WHAT IS REQUIRED: According to the expressway text, what is the speed limit on its 2-laned sections?

QUOTED TEXT:
Start
The first section of the expressway was opened in 1991. The final section of the expressway (41.2 km between Okayama-Sōja Interchange and Hokubō Junction) was opened on March 15, 1997. The route originates from its junction with the Sanyō Expressway and extends northward. At its northern terminus it connects to the Chūgoku Expressway.

The expressway is 4 lanes from Okayama Junction to Kayō Interchange and the remainder is 2 lanes. The speed limit is 80 km/h on 4-laned sections and 70 km/h on 2-laned sections.
End
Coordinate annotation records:
Start
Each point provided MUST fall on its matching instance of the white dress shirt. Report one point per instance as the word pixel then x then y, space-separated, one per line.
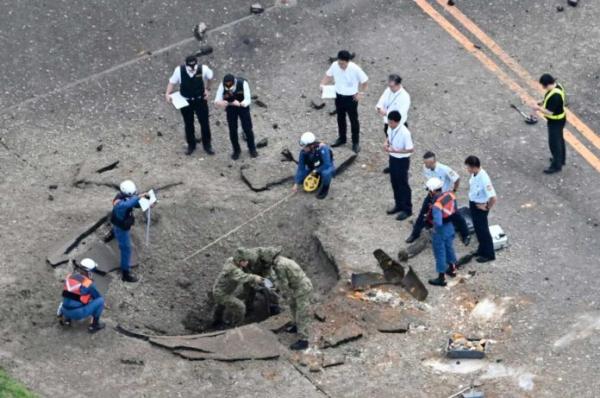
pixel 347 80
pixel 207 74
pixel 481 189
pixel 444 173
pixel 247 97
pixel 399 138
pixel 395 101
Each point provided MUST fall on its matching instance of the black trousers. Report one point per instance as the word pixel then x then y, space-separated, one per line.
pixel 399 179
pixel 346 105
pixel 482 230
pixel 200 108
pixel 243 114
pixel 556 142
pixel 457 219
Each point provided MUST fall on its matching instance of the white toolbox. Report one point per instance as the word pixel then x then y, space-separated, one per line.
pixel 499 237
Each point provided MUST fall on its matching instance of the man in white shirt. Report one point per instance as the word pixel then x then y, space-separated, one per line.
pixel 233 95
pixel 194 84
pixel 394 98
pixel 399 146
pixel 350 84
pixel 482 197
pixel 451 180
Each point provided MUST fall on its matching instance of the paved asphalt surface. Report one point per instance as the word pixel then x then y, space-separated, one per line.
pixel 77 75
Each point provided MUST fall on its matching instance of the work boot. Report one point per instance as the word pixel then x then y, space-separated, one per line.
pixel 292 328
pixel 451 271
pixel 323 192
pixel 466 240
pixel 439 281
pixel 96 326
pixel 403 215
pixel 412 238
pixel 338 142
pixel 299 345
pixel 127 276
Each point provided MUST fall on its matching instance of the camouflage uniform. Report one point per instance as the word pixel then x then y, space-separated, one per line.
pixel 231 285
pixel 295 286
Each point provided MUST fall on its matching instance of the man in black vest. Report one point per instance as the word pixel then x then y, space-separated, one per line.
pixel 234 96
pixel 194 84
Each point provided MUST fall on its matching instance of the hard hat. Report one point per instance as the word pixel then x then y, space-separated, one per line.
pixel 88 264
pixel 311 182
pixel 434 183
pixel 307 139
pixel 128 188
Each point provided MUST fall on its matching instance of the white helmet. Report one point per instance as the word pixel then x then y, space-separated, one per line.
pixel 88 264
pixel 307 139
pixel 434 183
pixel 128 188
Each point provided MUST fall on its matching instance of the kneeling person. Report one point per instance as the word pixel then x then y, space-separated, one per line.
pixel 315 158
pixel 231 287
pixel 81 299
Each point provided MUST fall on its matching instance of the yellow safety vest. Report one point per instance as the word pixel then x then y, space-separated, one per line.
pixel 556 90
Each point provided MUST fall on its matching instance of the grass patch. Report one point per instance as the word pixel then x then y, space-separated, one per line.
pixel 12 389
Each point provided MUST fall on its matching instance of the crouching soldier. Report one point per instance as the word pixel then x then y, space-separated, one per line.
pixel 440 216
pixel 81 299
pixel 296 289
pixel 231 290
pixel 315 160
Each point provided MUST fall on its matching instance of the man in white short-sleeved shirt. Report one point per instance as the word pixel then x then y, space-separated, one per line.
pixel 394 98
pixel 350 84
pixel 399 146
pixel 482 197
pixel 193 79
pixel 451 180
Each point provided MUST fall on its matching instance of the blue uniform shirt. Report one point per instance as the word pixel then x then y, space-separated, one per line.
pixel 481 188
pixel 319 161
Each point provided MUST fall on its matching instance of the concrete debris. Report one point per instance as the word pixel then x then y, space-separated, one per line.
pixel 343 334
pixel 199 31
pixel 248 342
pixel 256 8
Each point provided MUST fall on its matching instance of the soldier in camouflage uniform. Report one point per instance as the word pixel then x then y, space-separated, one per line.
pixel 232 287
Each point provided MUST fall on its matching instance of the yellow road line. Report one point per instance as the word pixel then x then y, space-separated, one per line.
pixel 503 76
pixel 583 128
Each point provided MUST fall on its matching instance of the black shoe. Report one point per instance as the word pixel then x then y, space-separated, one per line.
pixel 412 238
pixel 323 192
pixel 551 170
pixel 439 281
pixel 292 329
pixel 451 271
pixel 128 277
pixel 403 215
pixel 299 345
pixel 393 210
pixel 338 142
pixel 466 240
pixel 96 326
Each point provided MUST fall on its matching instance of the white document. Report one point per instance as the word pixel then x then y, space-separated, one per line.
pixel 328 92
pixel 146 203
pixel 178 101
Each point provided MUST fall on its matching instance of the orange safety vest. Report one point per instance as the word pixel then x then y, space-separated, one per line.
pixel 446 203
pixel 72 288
End
FINISHED EXERCISE: 70 km/h